__PROBLEM TO WORK ON__. Pictures must not appear in your answer. Write out exactly the lines from the one with "Target: wispy cirrus cloud" through the last line of the entries below.

Saved entries

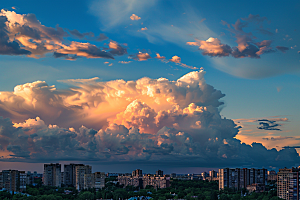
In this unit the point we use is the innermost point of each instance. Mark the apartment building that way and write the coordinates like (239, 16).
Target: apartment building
(241, 178)
(80, 171)
(288, 184)
(13, 180)
(52, 175)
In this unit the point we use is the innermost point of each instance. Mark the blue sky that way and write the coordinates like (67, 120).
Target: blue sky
(248, 50)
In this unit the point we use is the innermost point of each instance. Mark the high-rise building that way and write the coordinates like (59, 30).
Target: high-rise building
(204, 175)
(1, 180)
(288, 181)
(80, 171)
(272, 175)
(99, 180)
(137, 172)
(241, 178)
(89, 181)
(52, 175)
(13, 180)
(22, 181)
(159, 173)
(70, 174)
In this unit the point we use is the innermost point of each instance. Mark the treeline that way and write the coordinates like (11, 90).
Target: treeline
(189, 190)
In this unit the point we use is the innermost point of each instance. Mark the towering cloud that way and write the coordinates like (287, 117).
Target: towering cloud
(152, 120)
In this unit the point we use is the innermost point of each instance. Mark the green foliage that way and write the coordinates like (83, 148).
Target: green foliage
(190, 190)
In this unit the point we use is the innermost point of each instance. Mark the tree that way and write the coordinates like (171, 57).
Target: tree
(86, 196)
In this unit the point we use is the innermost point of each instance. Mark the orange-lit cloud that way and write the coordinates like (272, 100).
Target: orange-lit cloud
(159, 56)
(134, 17)
(24, 34)
(141, 56)
(175, 59)
(246, 45)
(126, 121)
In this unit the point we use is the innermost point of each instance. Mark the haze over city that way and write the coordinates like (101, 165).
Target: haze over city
(182, 86)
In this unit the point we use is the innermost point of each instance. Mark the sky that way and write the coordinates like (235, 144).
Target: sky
(182, 86)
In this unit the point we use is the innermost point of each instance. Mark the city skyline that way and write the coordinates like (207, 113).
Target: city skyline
(183, 86)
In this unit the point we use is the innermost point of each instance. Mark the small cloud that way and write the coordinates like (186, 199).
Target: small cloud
(202, 20)
(134, 17)
(101, 37)
(279, 89)
(124, 62)
(266, 124)
(282, 49)
(141, 56)
(159, 56)
(278, 138)
(175, 59)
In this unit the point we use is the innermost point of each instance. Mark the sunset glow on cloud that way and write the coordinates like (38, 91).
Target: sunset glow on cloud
(147, 119)
(144, 82)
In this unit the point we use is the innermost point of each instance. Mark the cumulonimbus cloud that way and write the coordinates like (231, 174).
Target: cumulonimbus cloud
(149, 120)
(134, 17)
(23, 34)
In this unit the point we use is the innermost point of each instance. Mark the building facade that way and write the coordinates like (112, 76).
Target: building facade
(13, 180)
(241, 178)
(52, 175)
(80, 171)
(288, 184)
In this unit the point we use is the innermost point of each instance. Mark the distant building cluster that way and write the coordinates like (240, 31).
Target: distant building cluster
(239, 178)
(288, 183)
(137, 179)
(79, 176)
(16, 181)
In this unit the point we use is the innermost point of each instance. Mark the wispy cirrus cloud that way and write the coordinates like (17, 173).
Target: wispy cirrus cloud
(149, 120)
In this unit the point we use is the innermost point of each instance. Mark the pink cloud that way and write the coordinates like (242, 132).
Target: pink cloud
(134, 17)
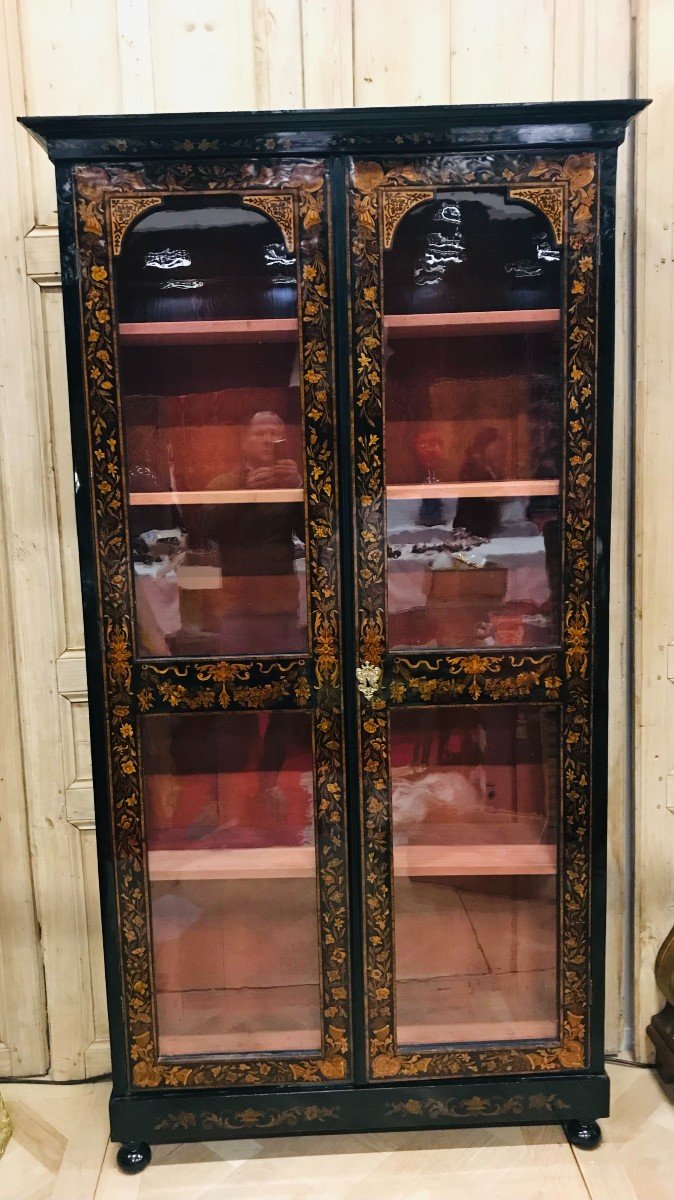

__THE COMPLETED TASK__.
Target: wispy cirrus cloud
(149, 120)
In this unit the point we use is the innermost point of each instance. Mark the pink cloud that way and write the coordinates like (242, 132).
Target: pink cloud
(134, 17)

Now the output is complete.